Passage to read:
----------

Re: [xsl] Implementation Advice: Grouping Strings by Character Range in XSLT 2

Subject: Re: [xsl] Implementation Advice: Grouping Strings by Character Range in XSLT 2
From: Dimitre Novatchev
Date: Fri, 29 Apr 2016

I am at work and don't have the time for a complete/tested
implementation, but one can use the function string-to-codepoints()
and then perform on the result:

<xsl:for-each-group select="$theCodepoints"

 . . . . . . . .


On Fri, Apr 29, 2016, Eliot Kimber wrote:
<xsl-list-service@xxxxxxxxxxxxxxxxxxxxxx> wrote:
> Using XSLT 2, I have a requirement to take text and group contiguous
> sequences of characters in markup according to a given character range the
> characters are in. This is to support the application of range-specific
> fonts to text in HTML.
> I have a static definition of the character ranges for a given national
> language and there shouldn't be any overlap between ranges. Given this
> static definition, I'm generating XSLT code to operate on text nodes in
> order to apply the range markup. The
> For example, given the text string "abcdefg" where range "R1" is "cde" and
> R2 is "g", the marked up result should be: abc<span
> class="R1">cde</span>f<span class="R2">g</span>
> My initial approach is to generate a template that takes the current
> language and the text node and then applies templates in a
> language-specific mode.
> For each language I'm then generating a template to do the range matching.
> My question, once I'm in a language-specific template for a text node,
> what is the most efficient and/or easiest to code way to map the string to
> ranges? Since I'm generating the code it doesn't have to be concise.
> I'm thinking along the lines of using analyze-string to match on any of
> the groups and then within the matching-substring clause have a choice
> group to determine which range actually matched. But it feels like I'm
> missing a more elegant way to determine the actual range.
> Or maybe there's a clearer/simpler/more efficient way using tail recursion?
> Thanks,
> Eliot

----------

Problems to work on:
- 1) Rewrite the stretch of the XSLT grouping thread from "On Fri, Apr" through "text in HTML.", changing "HTML" to "XHTML".
- 2) In the XSLT grouping thread, which function does the reply suggest applying to the text before grouping?

Image location labeling entries:
----------

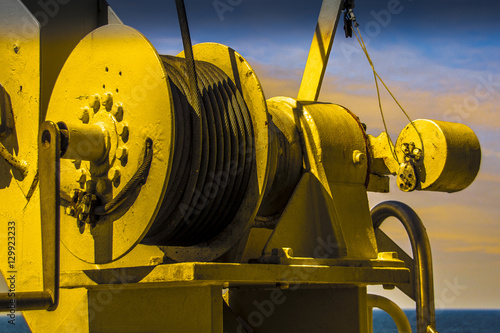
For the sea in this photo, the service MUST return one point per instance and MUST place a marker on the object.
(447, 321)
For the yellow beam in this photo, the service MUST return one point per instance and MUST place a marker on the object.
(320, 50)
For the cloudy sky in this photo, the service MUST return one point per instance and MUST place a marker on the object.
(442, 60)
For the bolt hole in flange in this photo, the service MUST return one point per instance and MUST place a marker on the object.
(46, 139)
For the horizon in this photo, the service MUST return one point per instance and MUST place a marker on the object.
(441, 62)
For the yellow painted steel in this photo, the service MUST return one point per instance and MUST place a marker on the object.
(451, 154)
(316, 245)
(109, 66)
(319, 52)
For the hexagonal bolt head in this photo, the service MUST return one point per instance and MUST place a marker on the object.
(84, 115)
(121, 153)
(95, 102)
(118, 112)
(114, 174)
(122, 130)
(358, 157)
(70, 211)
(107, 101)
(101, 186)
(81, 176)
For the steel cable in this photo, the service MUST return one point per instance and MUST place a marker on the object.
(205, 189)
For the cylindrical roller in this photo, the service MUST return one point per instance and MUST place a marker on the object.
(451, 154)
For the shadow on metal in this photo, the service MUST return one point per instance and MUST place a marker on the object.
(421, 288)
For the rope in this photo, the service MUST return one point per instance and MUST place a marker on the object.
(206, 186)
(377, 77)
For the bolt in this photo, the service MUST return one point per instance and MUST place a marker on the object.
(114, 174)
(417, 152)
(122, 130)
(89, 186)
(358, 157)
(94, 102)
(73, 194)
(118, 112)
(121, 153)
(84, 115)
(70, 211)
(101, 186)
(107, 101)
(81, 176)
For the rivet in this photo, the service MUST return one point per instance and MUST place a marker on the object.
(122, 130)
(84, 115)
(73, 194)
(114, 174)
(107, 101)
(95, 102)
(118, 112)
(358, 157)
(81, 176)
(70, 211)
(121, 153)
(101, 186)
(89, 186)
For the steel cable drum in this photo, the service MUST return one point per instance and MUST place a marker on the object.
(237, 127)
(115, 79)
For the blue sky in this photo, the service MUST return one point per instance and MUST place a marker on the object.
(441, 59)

----------

Exercise answers:
- 1)
On Fri, Apr 29, 2016, Eliot Kimber wrote:
<xsl-list-service@xxxxxxxxxxxxxxxxxxxxxx> wrote:
> Using XSLT 2, I have a requirement to take text and group contiguous
> sequences of characters in markup according to a given character range the
> characters are in. This is to support the application of range-specific
> fonts to text in XHTML.

- 2) The function string-to-codepoints().